_PROBLEM DETAILS:_ Give back all the data exactly as it was written.

_DATA TO USE:_
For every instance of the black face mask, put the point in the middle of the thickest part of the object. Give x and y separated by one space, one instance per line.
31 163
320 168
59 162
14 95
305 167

_TASK RESPONSE:_
For every instance of the black face mask, put the point in the middle of the thickest part of the object. Give x and y separated by one space, one instance per line.
31 163
320 168
59 162
14 95
305 167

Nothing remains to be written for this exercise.